**Problem statement**
Would you write out, word for word, each line of the records below from the top through the one holding "An instance of the green"?

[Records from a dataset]
= Beginning of Section =
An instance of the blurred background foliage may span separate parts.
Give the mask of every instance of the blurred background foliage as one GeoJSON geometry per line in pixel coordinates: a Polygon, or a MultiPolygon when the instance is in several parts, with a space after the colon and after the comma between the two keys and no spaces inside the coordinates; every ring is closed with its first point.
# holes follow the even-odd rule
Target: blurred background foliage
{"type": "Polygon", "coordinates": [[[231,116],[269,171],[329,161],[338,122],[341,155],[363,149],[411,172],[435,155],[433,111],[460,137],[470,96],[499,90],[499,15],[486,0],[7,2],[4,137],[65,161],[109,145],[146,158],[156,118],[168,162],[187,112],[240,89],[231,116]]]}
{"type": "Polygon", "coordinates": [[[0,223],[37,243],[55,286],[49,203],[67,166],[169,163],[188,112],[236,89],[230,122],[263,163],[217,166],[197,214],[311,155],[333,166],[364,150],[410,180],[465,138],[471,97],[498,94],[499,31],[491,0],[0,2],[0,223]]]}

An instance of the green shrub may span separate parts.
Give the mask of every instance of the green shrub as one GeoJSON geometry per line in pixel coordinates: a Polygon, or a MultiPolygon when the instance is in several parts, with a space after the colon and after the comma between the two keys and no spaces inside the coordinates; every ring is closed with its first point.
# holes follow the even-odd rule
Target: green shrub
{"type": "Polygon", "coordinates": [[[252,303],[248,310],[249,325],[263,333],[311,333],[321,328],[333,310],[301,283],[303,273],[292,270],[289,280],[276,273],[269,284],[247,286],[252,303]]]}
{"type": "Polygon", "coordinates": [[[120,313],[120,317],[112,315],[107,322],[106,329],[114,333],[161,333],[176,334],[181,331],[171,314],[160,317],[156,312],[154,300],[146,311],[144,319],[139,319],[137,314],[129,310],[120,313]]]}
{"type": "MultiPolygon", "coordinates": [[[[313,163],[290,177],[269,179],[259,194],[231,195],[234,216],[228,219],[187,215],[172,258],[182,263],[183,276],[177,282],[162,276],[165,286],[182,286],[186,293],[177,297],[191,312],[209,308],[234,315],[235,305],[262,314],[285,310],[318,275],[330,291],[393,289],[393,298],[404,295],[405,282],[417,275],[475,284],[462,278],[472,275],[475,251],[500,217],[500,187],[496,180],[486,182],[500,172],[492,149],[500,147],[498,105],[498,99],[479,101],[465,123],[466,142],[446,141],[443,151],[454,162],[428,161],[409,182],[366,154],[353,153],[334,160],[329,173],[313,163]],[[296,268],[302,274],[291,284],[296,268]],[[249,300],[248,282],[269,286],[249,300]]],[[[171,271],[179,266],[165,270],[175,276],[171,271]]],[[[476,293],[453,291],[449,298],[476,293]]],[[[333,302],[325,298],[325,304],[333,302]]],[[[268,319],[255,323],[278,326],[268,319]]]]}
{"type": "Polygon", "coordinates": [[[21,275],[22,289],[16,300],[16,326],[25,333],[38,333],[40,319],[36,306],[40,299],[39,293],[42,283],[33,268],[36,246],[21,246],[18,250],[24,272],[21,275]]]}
= End of Section =
**Output below**
An instance of the blurred background foliage may span separate parts.
Give the mask of every instance of the blurred background foliage as one GeoJSON geometry per line in pixel coordinates: a Polygon, or a MultiPolygon when the instance is in several parts, with a space after the colon and after the comma between the two keys and no spaces inside the coordinates; every ring is closed with its first point.
# holes follow the even-odd rule
Target: blurred background foliage
{"type": "Polygon", "coordinates": [[[231,116],[269,171],[329,161],[338,122],[341,155],[363,149],[411,172],[435,155],[433,111],[460,137],[470,96],[499,90],[499,15],[486,0],[7,2],[4,137],[65,161],[109,145],[146,158],[156,118],[168,162],[187,112],[240,89],[231,116]]]}
{"type": "Polygon", "coordinates": [[[0,223],[37,243],[55,286],[49,203],[67,166],[169,163],[188,112],[236,89],[230,122],[263,163],[217,166],[197,214],[311,155],[333,166],[364,150],[410,180],[465,138],[471,97],[498,94],[499,31],[491,0],[0,2],[0,223]]]}

An instance of the green shrub may span separate parts.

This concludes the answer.